## Estratto scelto
○ ○ ○ ○ ○

Ieri sera sono stata alla Libreria Primo Moroni – che a quanto pare sta svendendo tutti i libri perché la gente, coff coff, non legge più :-( – per il nuovo appuntamento della serie Film & Drink: dopo la consumazione di un aperitivo o merenda – questa volta io ho optato per qualcosa di dolce, tè e torta al cioccolato :-P – è stato proiettato il film etiope Difret – Il coraggio per cambiare, coprodotto da Angelina Jolie (il cui impegno umanitario è ben noto) e vincitore di numerosi premi. A differenza di ciò che pensavo Difret non era il nome della protagonista, bensì una parola nella lingua ufficiale etiope, l'amarico, che «ha due significati: nell'uso più comune significa "coraggio", ma può anche essere riferito all'uso della violenza nello stupro». E difatti erano proprio la violenza e il coraggio i temi portanti del film, tratto da una storia realmente accaduta vent'anni fa.
Devi sapere che nelle zone rurali dell'Etiopia vigeva – ma probabilmente vige ancora – una tradizione alquanto primitiva: un uomo interessato a una donna non ha bisogno del consenso di lei e dei suoi genitori per poterla prendere in moglie, ma gli basta rapirla e violentarla, e in questo modo viene meno ogni opposizione al matrimonio "riparatore". È così che la quattordicenne Hirut, che a sposarsi non ci pensa affatto, mentre torna a casa da scuola viene rapita da un gruppo di uomini a cavallo capeggiato dal suo pretendente Tadele, il quale le ruba la verginità. Approfittando di una leggerezza del suo aguzzino, Hirut scappa dalla capanna dove era tenuta prigioniera, non prima di essersi impossessata del fucile; ben presto il gruppo individua la fuggitiva e la rincorre. Vistasi braccata, la ragazzina spara un colpo per intimidire i suoi inseguitori, ma poiché questi non accennano a lasciarla andare spara un altro colpo uccidendo Tadele. Hirut sembra destinata alla condanna a morte per omicidio, o nel migliore dei casi al carcere a vita, ma Meaza Ashenafi, avvocatessa di Addis Abeba fondatrice di un'associazione che offre assistenza legale gratuita a chi non può permettersela, prende a cuore il suo caso e sostiene che abbia agito per legittima difesa; la donna dovrà superare tutta una serie di ostacoli, a cominciare dall'impossibilità di stabilire con certezza l'età della sua assistita. In attesa del processo in tribunale la comunità di cui fa parte Hirut ha già emesso la sua sentenza contro la ragazzina, colpevole di aver tolto la vita a un uomo ma anche, se non soprattutto, di aver infranto una tradizione assai radicata: il consiglio degli anziani – tutti uomini – la condanna all'esilio, giurandole vendetta qualora dovesse rimettere piede nel villaggio.

○ ○ ○ ○ ○

[Dati di etichettatura con coordinate]
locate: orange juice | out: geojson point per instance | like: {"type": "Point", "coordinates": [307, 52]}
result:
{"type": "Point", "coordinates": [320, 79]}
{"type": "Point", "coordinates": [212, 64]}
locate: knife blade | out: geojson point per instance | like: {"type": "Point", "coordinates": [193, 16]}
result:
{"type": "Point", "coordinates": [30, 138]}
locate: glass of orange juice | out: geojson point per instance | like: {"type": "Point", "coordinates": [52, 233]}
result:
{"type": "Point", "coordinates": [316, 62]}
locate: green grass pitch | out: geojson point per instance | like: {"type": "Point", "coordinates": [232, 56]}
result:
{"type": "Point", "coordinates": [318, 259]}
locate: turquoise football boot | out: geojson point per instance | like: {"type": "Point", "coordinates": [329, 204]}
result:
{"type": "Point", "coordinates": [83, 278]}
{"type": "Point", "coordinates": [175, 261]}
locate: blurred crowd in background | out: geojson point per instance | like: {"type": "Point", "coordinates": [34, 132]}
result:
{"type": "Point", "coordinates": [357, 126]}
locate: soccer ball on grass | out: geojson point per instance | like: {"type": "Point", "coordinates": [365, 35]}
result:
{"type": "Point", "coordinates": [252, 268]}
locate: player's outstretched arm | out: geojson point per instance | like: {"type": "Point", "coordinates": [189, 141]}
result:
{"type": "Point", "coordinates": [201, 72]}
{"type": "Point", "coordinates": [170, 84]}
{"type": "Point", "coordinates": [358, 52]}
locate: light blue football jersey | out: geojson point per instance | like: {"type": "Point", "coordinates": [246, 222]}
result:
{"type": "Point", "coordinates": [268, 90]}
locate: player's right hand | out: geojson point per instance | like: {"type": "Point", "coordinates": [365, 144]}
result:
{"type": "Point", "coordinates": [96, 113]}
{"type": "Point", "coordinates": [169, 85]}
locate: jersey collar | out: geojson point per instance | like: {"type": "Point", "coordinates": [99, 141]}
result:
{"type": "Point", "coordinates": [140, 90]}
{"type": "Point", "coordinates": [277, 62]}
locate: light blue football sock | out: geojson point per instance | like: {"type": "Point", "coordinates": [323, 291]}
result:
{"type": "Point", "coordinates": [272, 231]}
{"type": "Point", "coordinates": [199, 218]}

○ ○ ○ ○ ○

## Cose da fare
a – Nel testo sul film Difret, di quale città è l'avvocatessa Meaza Ashenafi?
b – Scrivi il seguito del testo sul film Difret, ripartendo dopo la sua ultima frase.
I record non hanno alcun ruolo in questo lavoro.

## Raccolta risposte
a – È di Addis Abeba.

b –
A tratti, durante la visione del film, sentivo il sangue che mi ribolliva nelle vene... e ripensavo a una vicenda geograficamente più vicina a me, ma che dal punto di vista culturale mi sembra così assurdamente remota: quella di Franca Viola, oggi settantenne. Le ho già dedicato un post, mentre puoi leggere qui una sua intervista recente. Nel 1965 – non stiamo mica parlando del Medioevo, insomma – fu lei la prima donna italiana a rifiutare il matrimonio riparatore. È a lei e al suo coraggio – perché all'epoca ce ne voleva parecchio, di coraggio, per opporsi a certe usanze – che noi donne italiane dobbiamo alcuni importanti progressi legislativi: nel 1981 è stato abrogato l'articolo del codice penale che prevedeva l'estinzione del reato di violenza sessuale purché l'aggressore sposasse la sua vittima, mentre è soltanto dal 1996 che lo stupro è legalmente riconosciuto in Italia come un reato contro la persona e non più contro la morale. Se poi penso che il suffragio universale, che concedeva anche alle donne il diritto di voto, è stato introdotto in Italia appena settantun anni fa – era proprio il 1° febbraio del 1945 – mi rendo conto che ne abbiamo fatti, di passi avanti in termini di diritti. E ciò mi infonde un cauto ottimismo circa i passi che restano ancora da fare...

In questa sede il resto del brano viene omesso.